● **INSTRUCTIONS TO FOLLOW**:
Read through the lines below for the string "segmentation" and copy each one that has it.

[EXTRACTED DATA Boundary: Start]

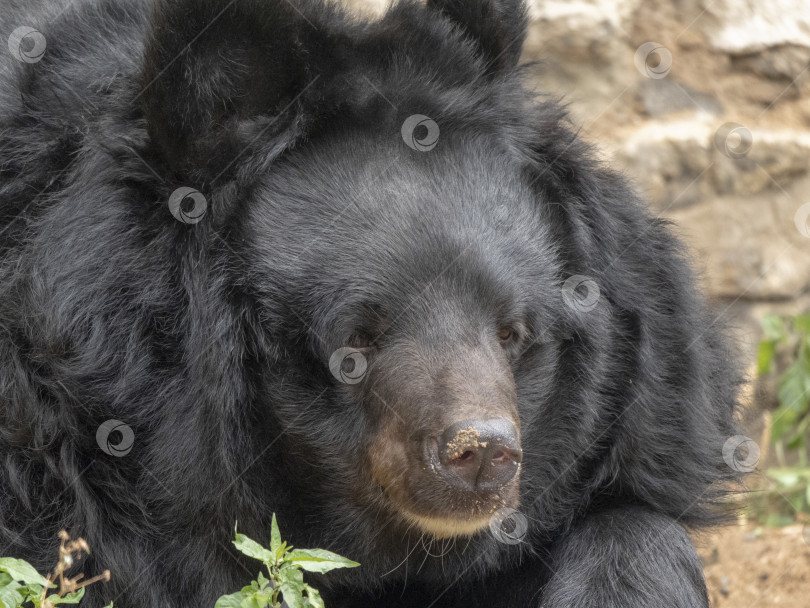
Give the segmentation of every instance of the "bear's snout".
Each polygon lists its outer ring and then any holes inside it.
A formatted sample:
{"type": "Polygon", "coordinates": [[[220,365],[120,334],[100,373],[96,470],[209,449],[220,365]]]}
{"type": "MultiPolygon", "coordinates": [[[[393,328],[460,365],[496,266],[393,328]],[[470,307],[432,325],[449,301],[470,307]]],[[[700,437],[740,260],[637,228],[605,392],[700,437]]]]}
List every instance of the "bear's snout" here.
{"type": "Polygon", "coordinates": [[[463,491],[496,490],[515,478],[523,459],[511,420],[466,420],[450,425],[426,445],[432,470],[463,491]]]}
{"type": "Polygon", "coordinates": [[[367,453],[371,477],[407,524],[437,537],[474,534],[498,509],[520,502],[523,449],[510,362],[494,331],[470,334],[478,341],[390,340],[358,393],[379,421],[367,453]]]}

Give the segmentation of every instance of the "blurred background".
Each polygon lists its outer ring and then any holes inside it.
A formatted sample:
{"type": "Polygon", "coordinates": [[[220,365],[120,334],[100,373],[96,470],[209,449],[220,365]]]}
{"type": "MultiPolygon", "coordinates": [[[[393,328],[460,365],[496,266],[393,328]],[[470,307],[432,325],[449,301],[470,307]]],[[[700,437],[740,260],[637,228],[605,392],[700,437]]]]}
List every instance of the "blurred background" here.
{"type": "MultiPolygon", "coordinates": [[[[387,0],[342,0],[359,14],[387,0]]],[[[689,244],[748,368],[714,607],[810,607],[810,0],[529,0],[531,85],[689,244]]]]}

[EXTRACTED DATA Boundary: End]

● **TASK OUTPUT**:
Give the segmentation of every instance of the "bear's snout".
Give the segmentation of every instance of the "blurred background".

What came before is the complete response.